--- START Document text ---
Or, indeed, sometimes of Harry?

HARRY: SERIOUSLY EVIL WIZARD COMING THROUGH?

Was Harry a Dark wizard? The Weasley twins mocked the notion in PoA, but the Weasleys are among those who conflate “Dark” with “seriously Evil.” What do others say?

“I should remind you that when Potter first arrived at Hogwarts there were still many stories circulating about him, rumors that he himself was a great Dark wizard, which was how he had survived the Dark Lord’s attack.” Severus to Bellatrix (HBP, “Spinner’s End”) As Whitehound points out, these are two Dark Arts specialists talking to each other; it apparently made sense to them to posit that a toddler could save himself from a murder attempt by an instinctive/natural use of Dark magic. Which reaffirms that using Dark magic is not intrinsically wicked; if Harry (rather than Lily) HAD instinctively made Riddle’s murderous spell rebound, would anyone really care to say the baby did something evil? Even if doing this showed the baby’s intuitive mastery of Dark magic?

Nor were Death Eaters the only ones to think this. After Harry had revealed himself to be a Parselmouth in CoS, consider what Hufflepuff Ernie Macmillan had to say:

“No one knows how he survived that attack by You-Know-Who. I mean to say, he was only a baby when it happened. He should have been blasted into smithereens. Only a really powerful Dark wizard could have survived a curse like that…. That’s probably why You-Know-Who wanted to kill him in the first place. Didn’t want another Dark Lord competing with him. I wonder what other powers Potter’s been hiding?” (PoA, “The Dueling Club”)
--- END Document text ---
▶ Requirement: Copy the stretch of the essay on Harry as a Dark wizard from "Or, indeed, sometimes" through "do others say?". The entries that follow have nothing to do with the essay on Harry as a Dark wizard.
--- START Material supplied ---
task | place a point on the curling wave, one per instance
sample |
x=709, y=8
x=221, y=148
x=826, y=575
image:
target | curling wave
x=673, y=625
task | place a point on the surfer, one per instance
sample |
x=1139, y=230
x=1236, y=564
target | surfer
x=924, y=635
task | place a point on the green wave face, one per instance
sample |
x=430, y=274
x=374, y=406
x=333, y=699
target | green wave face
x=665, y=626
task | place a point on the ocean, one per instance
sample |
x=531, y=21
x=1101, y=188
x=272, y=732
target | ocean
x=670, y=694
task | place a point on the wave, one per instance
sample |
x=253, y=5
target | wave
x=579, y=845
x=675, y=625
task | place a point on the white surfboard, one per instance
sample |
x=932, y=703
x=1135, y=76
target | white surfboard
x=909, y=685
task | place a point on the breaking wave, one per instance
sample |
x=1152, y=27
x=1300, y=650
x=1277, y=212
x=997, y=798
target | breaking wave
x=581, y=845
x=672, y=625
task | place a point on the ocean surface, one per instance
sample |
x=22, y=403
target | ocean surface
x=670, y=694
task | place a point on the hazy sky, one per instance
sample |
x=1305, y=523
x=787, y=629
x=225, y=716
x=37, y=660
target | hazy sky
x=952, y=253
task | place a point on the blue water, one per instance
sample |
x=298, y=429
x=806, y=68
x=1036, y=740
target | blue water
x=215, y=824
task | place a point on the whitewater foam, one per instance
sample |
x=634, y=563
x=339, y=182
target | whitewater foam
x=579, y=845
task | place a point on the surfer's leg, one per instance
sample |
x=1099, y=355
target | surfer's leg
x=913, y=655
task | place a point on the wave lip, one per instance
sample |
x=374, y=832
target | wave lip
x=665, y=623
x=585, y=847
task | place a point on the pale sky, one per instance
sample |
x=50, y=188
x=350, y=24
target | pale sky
--- END Material supplied ---
▶ Task solution:
Or, indeed, sometimes of Harry?

HARRY: SERIOUSLY EVIL WIZARD COMING THROUGH?

Was Harry a Dark wizard? The Weasley twins mocked the notion in PoA, but the Weasleys are among those who conflate “Dark” with “seriously Evil.” What do others say?